▸ **Aim of the task**: Please copy the stretch of the golf course passage from "Golf courses require" through "of local governments." word for word.

──────── Passage provided

Golf courses are fed with staggering amounts of water, needed to quench the thirst of the ‘designer’ non-native grass species that are commonly used. They are often developed on important ecosystems, like wetlands and rainforests, and are heavily doused with toxic pesticides which leach into the surrounding area. What’s more, this land is sometimes forcibly taken from more productive owners, such as farmers.
Environment
In the tourism industry, water is to the golf course what snow is to the ski slope. If there is not enough rainfall, then water has to be supplied in other ways. This causes serious changes in the natural water cycle and harms local flora and fauna. The numbers tell the real story. In 2004, the World Wildlife Fund (WWF) estimated that between 10,000 and 15,000 cubic meters of water per hectare were pumped out of freshwater supplies to keep golf courses green in south-east Spain. At this rate, the water used on one golf course could supply a town of 12,000 inhabitants with enough water for a whole year.
Golf courses require extraordinary amounts of pesticides, herbicides, fungicides and artificial colouring agents, which poison the soil and wildlife, and pose a risk to human health. Journalist and environmental activist George Monbiot cites academic studies that found that an 18-hole course requires seven times more chemical treatments per hectare than industrial farming and that golf course superintendents suffer higher rates of some cancers, including non-Hodgkin’s lymphoma which has been linked with exposure to pesticides (Playing in the Rough, Guardian, 16/10/2007).
Human rights
Around the world, land rights and the health of the environment are frequently violated in the name of golf tourism developments, often with the complicity or wilful ignorance of local governments.
Bali
Agung Wardana is a veteran Indonesian environmental activist and Director of the Indonesian Forum on Environment (WALHI). He notes that while the average Balinese golf course uses 3 million litres of water per day, the average Balinese person uses only 200 litres. Expanding luxury tourism development in Bali has resulted in higher taxes, forcing farmers to sell their land: up to 1000 hectares of productive agricultural land is converted to non-agricultural purposes, including golf courses, every year. Wardana says, “If the current situation is left to fester, that will be the equivalent of Bali committing suicide. If Bali is short of water, who will want to visit?” (Tourism as Villian in Bali’s Environmental Degradation, Bali Discovery, 17/05/2009).
Malta
Martin Galea de Giovanni, Coordinator of Friends of the Earth Malta, expresses his frustration at “battling one golf course proposal after another, most of them planned for areas of agricultural importance or scenic beauty.” Agricultural land in Malta is already scarce and can only feed 17% of the population. Friends of the Earth’s campaign, “Agriculture, Not Golf”, is opposing a new 18-hole golf course, country club and luxury hotel development that will deprive 98 farmers of their livelihoods while sucking up the same amount of water as 11,000 Maltese every year. Up against powerful tourism industry interests however, Galea de Giovanni acknowledges they have an uphill battle: “Developers have been known to threaten farmers in order to persuade them to sell their agricultural land and the government has relied on decisions made by planning bodies with heavy input from the tourism industry and no participation by environmentalists” (Friends of the Earth International, 2009).

────────────────
──────── The data

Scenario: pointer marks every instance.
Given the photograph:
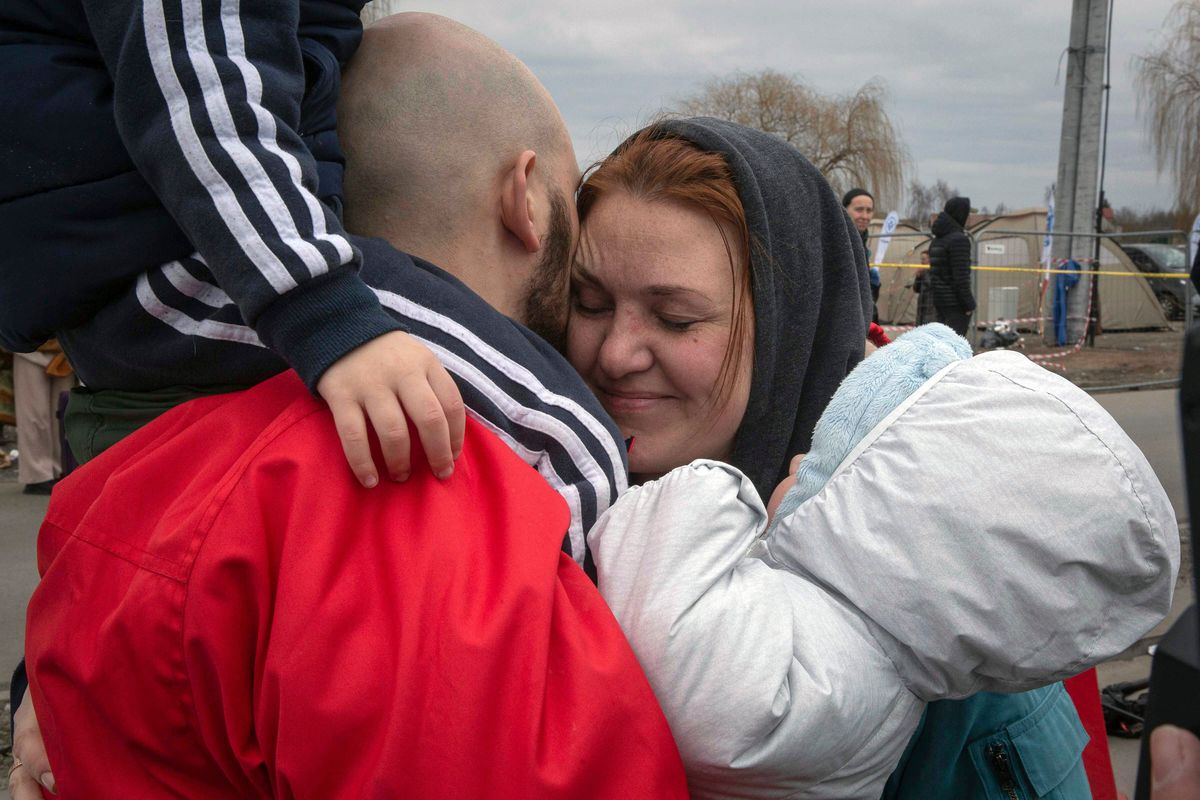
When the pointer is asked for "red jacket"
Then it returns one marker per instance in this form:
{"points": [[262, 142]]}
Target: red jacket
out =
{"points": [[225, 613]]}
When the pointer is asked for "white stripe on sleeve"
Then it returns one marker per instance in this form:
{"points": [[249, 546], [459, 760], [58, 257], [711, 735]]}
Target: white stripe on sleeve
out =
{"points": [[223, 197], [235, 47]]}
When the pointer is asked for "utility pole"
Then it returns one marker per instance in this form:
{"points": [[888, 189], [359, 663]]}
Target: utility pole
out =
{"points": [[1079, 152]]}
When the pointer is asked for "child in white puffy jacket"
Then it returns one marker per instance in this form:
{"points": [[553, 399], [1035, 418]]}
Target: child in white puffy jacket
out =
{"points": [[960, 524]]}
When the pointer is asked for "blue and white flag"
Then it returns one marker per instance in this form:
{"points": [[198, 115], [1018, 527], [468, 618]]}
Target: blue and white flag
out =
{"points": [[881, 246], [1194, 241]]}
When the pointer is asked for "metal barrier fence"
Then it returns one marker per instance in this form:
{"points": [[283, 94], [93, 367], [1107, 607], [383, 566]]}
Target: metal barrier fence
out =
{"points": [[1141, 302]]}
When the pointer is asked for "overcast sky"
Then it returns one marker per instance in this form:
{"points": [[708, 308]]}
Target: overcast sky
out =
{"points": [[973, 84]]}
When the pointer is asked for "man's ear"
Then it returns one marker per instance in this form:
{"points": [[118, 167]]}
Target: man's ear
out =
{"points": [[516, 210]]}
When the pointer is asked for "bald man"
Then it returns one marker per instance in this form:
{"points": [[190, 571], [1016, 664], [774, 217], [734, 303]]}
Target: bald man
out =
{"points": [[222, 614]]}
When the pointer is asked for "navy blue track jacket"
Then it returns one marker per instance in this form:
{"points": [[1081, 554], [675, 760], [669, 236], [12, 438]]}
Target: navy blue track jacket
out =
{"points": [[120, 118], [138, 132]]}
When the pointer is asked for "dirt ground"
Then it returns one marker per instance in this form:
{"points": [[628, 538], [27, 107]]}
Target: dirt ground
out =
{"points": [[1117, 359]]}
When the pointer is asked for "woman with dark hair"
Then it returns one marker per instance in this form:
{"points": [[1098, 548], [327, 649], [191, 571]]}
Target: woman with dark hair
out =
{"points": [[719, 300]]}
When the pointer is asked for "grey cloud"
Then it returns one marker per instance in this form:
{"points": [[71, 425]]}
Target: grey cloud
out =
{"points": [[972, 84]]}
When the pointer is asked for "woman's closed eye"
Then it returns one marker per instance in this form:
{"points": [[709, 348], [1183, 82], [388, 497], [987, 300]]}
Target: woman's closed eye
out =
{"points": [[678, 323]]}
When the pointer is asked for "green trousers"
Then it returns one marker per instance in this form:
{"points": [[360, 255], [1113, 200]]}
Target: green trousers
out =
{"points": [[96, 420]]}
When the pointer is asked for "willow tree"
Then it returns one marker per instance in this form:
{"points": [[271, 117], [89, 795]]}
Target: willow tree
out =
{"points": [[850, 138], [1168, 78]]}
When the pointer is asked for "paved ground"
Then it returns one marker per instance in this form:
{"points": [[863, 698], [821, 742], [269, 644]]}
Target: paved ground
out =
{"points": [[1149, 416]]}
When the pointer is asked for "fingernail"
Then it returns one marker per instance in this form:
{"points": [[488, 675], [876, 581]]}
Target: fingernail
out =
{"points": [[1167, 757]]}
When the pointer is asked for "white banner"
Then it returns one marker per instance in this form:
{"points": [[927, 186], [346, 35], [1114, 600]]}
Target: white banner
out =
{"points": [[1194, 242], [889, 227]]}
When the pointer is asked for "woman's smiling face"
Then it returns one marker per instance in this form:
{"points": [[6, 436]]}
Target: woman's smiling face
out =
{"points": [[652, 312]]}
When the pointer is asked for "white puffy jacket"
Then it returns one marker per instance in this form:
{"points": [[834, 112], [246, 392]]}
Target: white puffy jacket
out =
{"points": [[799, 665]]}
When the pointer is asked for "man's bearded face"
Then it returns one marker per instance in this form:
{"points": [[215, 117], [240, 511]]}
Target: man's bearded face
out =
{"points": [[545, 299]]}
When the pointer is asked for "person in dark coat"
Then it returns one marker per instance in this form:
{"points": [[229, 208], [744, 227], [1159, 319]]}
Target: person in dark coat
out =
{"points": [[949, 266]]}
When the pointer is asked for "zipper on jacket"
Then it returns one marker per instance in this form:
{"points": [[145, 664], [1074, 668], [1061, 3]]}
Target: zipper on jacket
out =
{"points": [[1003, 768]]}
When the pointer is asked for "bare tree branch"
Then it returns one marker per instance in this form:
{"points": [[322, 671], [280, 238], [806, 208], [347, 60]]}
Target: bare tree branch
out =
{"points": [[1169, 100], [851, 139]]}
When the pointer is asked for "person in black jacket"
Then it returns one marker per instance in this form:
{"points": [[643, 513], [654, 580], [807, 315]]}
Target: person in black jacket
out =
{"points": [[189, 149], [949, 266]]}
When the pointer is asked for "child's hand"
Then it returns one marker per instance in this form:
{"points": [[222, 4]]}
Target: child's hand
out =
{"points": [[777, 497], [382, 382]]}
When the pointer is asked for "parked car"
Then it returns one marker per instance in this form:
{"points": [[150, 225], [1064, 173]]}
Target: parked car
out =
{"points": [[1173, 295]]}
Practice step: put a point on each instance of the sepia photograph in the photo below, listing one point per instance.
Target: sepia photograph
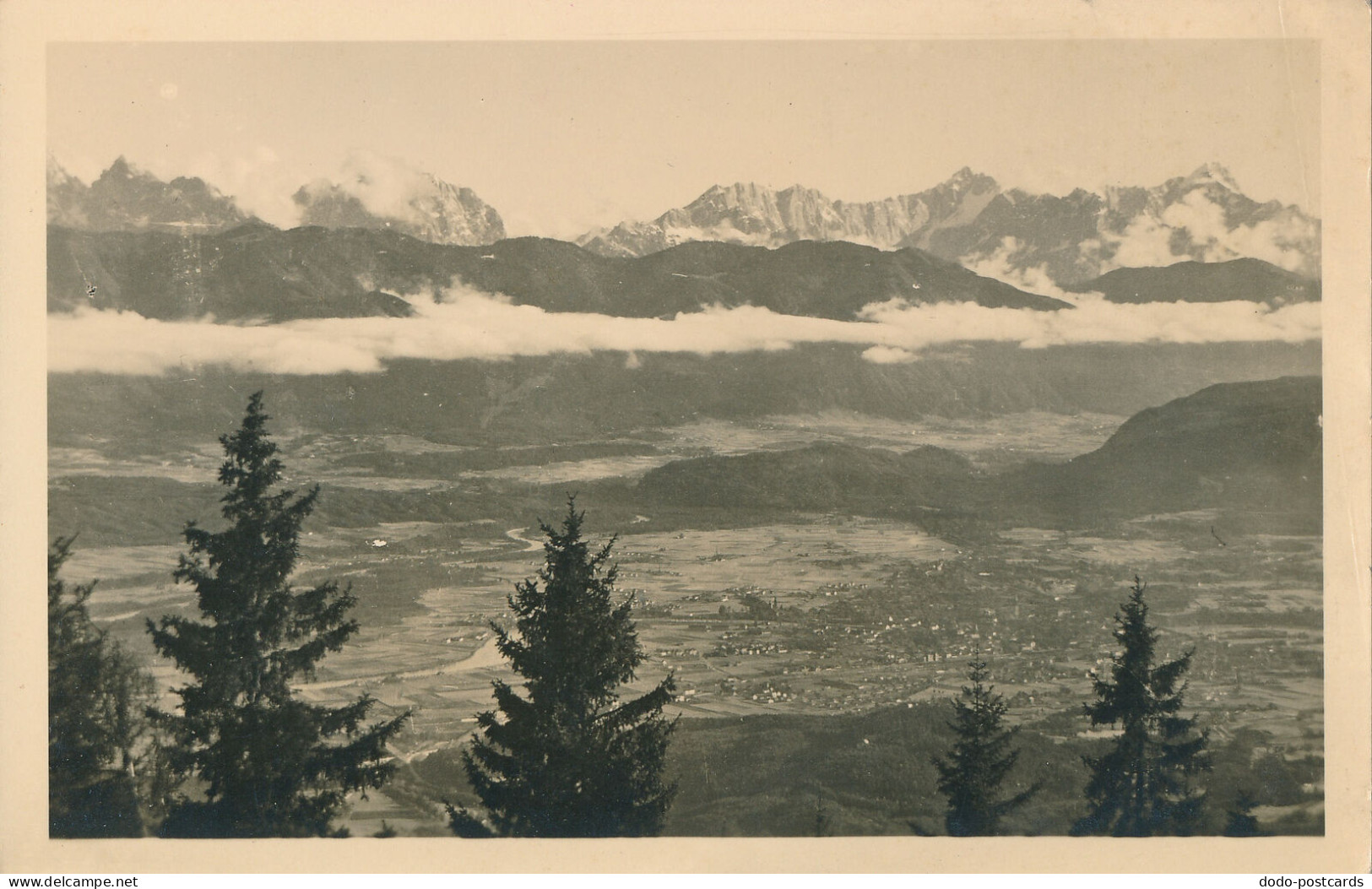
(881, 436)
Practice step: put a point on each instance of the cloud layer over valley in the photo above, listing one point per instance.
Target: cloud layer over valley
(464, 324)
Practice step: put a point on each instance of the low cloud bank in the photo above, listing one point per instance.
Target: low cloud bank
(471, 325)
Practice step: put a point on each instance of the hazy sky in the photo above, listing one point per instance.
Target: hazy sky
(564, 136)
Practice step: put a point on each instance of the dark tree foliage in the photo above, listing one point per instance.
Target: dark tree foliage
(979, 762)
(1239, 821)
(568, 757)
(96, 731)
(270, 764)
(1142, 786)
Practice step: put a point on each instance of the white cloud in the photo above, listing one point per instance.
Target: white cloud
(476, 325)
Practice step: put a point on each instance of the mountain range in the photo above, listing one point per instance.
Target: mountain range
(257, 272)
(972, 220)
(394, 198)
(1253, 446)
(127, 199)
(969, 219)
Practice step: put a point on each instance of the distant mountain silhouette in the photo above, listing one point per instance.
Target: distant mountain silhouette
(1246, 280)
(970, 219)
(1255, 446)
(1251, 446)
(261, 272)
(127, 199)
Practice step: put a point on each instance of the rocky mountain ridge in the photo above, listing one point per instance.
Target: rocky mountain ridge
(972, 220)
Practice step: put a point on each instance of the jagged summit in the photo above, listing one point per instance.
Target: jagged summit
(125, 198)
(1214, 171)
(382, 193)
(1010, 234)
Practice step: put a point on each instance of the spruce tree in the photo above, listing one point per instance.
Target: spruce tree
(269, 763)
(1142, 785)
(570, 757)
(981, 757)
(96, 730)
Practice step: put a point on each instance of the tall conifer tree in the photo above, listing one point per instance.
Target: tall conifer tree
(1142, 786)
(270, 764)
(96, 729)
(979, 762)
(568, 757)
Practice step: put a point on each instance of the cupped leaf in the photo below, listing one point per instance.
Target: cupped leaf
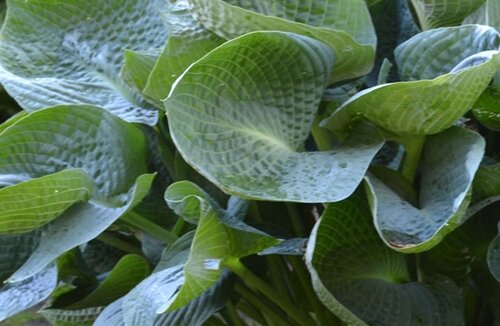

────────────────

▸ **Output of the exercise**:
Golf courses require extraordinary amounts of pesticides, herbicides, fungicides and artificial colouring agents, which poison the soil and wildlife, and pose a risk to human health. Journalist and environmental activist George Monbiot cites academic studies that found that an 18-hole course requires seven times more chemical treatments per hectare than industrial farming and that golf course superintendents suffer higher rates of some cancers, including non-Hodgkin’s lymphoma which has been linked with exposure to pesticides (Playing in the Rough, Guardian, 16/10/2007).
Human rights
Around the world, land rights and the health of the environment are frequently violated in the name of golf tourism developments, often with the complicity or wilful ignorance of local governments.